▸ WHAT THE TASK REQUIRES
The records below must be output exactly, with no images carried over.
[[ PROVIDED MATERIAL, beginning ]]
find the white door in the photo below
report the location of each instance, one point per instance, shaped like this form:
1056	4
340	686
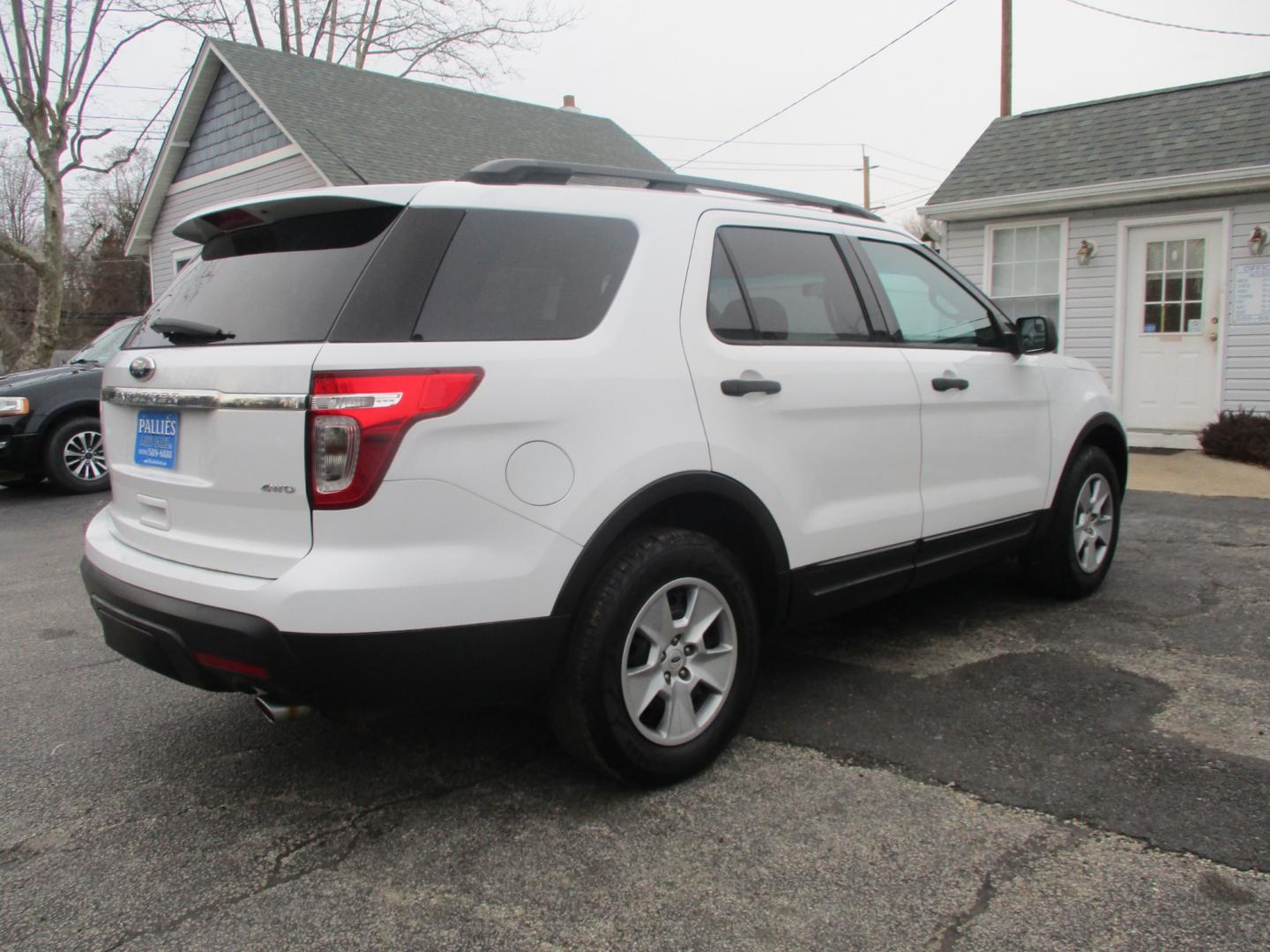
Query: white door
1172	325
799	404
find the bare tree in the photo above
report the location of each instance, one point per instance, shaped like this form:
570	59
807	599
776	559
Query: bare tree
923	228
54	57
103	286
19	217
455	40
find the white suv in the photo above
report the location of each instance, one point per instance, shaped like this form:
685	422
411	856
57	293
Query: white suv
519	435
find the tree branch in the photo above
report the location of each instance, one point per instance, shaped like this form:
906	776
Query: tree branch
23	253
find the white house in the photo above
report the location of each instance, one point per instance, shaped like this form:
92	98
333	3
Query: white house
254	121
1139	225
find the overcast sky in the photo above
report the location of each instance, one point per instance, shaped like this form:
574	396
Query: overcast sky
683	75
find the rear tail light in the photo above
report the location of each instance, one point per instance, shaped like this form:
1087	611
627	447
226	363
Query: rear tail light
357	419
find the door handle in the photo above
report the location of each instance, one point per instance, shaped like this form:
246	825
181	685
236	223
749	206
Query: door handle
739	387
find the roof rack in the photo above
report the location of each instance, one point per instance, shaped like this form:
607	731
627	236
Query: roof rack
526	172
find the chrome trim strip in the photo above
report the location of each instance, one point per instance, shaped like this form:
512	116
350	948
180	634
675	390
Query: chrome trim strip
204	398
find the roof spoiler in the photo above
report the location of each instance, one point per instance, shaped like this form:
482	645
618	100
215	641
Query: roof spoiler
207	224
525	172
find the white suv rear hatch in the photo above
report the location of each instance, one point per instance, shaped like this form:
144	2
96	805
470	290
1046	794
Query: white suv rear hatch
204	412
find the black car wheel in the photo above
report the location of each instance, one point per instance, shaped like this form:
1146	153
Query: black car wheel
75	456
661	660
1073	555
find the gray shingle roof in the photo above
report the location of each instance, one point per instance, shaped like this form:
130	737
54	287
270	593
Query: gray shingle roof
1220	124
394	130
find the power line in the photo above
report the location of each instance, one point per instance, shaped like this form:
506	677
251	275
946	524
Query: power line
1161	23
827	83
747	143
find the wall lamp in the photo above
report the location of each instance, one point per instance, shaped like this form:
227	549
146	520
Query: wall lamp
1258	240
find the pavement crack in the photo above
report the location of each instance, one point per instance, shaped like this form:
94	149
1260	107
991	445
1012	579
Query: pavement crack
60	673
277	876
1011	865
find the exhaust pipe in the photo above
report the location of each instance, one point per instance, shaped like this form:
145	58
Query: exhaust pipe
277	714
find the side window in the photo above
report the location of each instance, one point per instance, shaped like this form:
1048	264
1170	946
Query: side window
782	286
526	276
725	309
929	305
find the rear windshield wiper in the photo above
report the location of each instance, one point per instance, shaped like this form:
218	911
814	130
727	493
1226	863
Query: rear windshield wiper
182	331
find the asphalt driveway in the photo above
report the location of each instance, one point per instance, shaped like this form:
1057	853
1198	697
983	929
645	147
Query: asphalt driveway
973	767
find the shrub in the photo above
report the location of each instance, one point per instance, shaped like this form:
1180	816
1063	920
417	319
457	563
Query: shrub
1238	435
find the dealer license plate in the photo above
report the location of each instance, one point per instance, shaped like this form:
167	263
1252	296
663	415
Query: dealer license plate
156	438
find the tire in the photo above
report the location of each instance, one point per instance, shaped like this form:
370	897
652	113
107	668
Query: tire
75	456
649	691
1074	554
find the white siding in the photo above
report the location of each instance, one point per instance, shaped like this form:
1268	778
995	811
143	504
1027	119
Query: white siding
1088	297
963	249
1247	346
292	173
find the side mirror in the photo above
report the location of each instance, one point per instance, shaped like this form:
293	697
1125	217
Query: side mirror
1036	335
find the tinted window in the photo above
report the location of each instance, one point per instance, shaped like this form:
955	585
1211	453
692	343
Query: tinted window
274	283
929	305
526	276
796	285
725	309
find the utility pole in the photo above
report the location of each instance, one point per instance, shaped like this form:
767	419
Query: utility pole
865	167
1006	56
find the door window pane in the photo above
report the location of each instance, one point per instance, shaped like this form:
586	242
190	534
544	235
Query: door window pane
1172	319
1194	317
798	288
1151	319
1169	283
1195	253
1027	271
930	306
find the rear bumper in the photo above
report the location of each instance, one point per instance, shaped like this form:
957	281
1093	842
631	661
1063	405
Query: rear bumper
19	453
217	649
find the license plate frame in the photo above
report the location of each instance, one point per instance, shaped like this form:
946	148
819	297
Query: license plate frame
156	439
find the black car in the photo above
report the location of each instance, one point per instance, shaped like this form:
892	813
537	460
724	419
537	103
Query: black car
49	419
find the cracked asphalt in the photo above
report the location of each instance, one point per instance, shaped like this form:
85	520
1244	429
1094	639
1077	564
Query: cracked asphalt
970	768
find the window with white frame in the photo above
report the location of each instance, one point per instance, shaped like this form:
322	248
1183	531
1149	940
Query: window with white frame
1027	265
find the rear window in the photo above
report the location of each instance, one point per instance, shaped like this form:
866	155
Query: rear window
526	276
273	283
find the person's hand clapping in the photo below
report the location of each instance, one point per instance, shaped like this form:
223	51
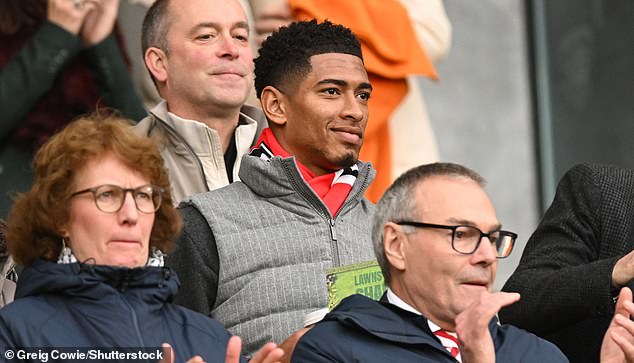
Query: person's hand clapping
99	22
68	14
[[ PROVIDED MATERIAL, end ]]
▸ COMPLETED EXERCISE
find the white door in the photo below
report the location of each instance, one point per instance, shaped like this form:
1056	4
340	686
Query: white door
1172	325
799	404
find the bare tree in the photo above
report the location of each instance, one point per instance, shaped like this form:
570	59
807	599
776	559
Query: bare tree
923	228
54	57
103	286
19	217
455	40
find the white suv in the photo above
report the location of each instance, one point per instance, shaped like this form:
685	422
411	856
57	293
Query: white suv
519	435
find the tree branch in the photo above
report the location of each instance, one point per instance, shaped like this form:
906	776
Query: tree branch
23	253
find the white house in the photo above
report the location of each instance, one point per instance, shaped like this form:
92	98
333	3
Query: white house
254	121
1139	225
find the overcast sky in the photo above
report the location of each instance, one point per instance, shaped like this form:
574	396
Query: overcast sky
683	75
find the rear tail light in the photo above
report the location of each instance, one point per instance, shaped like this form:
1087	611
627	447
226	363
Query: rear tail light
357	419
find the door handle in the photo above
report the location of each instance, one point per instance, shaped like this form:
246	825
181	685
236	223
749	206
Query: door handle
739	387
find the roof rack in the photo above
report the location of each instance, one point per instance, shaped like this form:
607	731
627	236
Query: roof rack
526	172
find the chrome trim strip in the photo above
report the location of each instance, one point per instance, shaped like this form:
512	116
350	948
180	634
675	390
Query: chrome trim strip
204	398
find the roof spoiler in the photo above
report the location of each instance, one point per instance, shaped like this form:
482	645
618	100
215	641
Query: roof spoiler
207	224
525	172
find the white suv rear hatch in the photo above
report the location of each instance, one point per instance, shaped like this form:
144	2
96	805
470	290
1046	794
Query: white suv rear hatch
204	412
find the black car wheel in the photo above
report the location of each instance, one point per instance, shaped like this form:
1146	153
Query: black car wheel
75	456
661	660
1073	555
find the gray shingle roof in the photo above
report the location of each instance, one point per instance, shaped like this form:
130	737
54	287
270	593
Query: gray shingle roof
1220	124
394	130
find the power line in the photo above
report the location of each instance, one point per instance, shaped like this form:
506	677
251	275
946	524
Query: power line
1161	23
827	83
747	143
find the wall lamp in the photo above
report the location of each instance, one point per instance, shaped like this form:
227	549
146	520
Query: wall lamp
1258	240
find the pavement crack in the photo above
report the location of each instance, one point per instance, shaped like this form:
94	149
1260	107
991	445
1012	579
Query: pavement crack
60	673
277	876
1011	865
find the exhaust pipe in the photo above
report the location of each instance, one point per instance, shaped like this form:
145	58
Query: exhaust pipe
277	714
find the side window in the photo above
report the location of each instance, one point per instance, shaped like this form:
1048	264
1170	946
Query: side window
782	286
526	276
725	309
929	305
find the rear windshield wiper in the photo above
report the location of each instance, one point per instance, shaped like this form:
218	911
814	130
727	493
1226	863
Query: rear windshield wiper
182	331
find the asphalt driveway in the photo above
report the location of each instance, one point per instance, shaped like this form:
1057	853
1198	697
983	929
645	147
Query: asphalt driveway
973	767
find the shrub in the photo above
report the location of each instance, one point per instance, shaped like this form:
1180	816
1063	920
417	319
457	563
Query: shrub
1238	435
find the dealer license plate in the photo above
report the location of each instance, one point per instance, shaped like this form:
167	263
1252	296
663	415
Query: dealer license plate
156	438
find the tire in the photo above
report the location of each instance, one point per instance, shaped like this form:
370	897
652	113
107	668
Query: tire
75	456
649	691
1074	554
find the white siding in the photo above
report the location of each instance, one point per instance, shaped like this form:
1268	778
995	811
143	504
1027	119
Query: white siding
1088	297
963	249
1247	346
292	173
find the side mirror in the photo above
report the location of each instance, one point per instance, shaped like this form:
293	697
1125	217
Query: side mirror
1036	335
find the tinted window in the photo above
report the location of each instance, one point per instance, shaped like this form:
955	585
1211	453
692	343
Query: tinted window
274	283
929	305
526	276
796	285
725	309
find the utility pole in the photo above
report the location of each instance, one point per instance, shaped like this form:
767	419
Query: utility pole
865	167
1006	56
find the door window pane in the photo above
report the location of each instance, one point per instance, shaped like this form:
586	242
190	534
544	235
Query: door window pane
1172	319
1194	317
798	288
1151	319
1169	283
1195	253
1027	271
930	306
find the rear bumper in the photo above
report the location of each instance, one point per instance, shaped like this form:
957	281
1093	842
631	661
1063	405
Query: rear bumper
19	453
217	649
find the license plate frame in the photo above
report the location of each instance, one point per instance, shaped like this form:
946	148
819	297
Query: license plate frame
156	439
find the black car in the photo above
report the location of each instance, one point per instance, shaped like this form:
892	813
537	460
724	419
537	103
Query: black car
49	419
find the cracked asphalt in the photo above
report the location of each instance, one point per instance, shaped like this form:
85	520
1244	429
1094	639
1077	564
Query: cracked asphalt
970	768
find the window with white frame in the photo above
report the location of each instance, one point per instance, shaped like this form:
322	248
1183	531
1149	940
Query: window with white frame
1027	265
find the rear window in the photo above
report the location of each instance, one point per instance, shaped like this form:
866	155
Query: rear window
526	276
273	283
find the person's hand clapping in the photo below
report the location of each instance, one point per instance, shaped like this form:
223	51
Query: person's hand clapping
99	22
68	14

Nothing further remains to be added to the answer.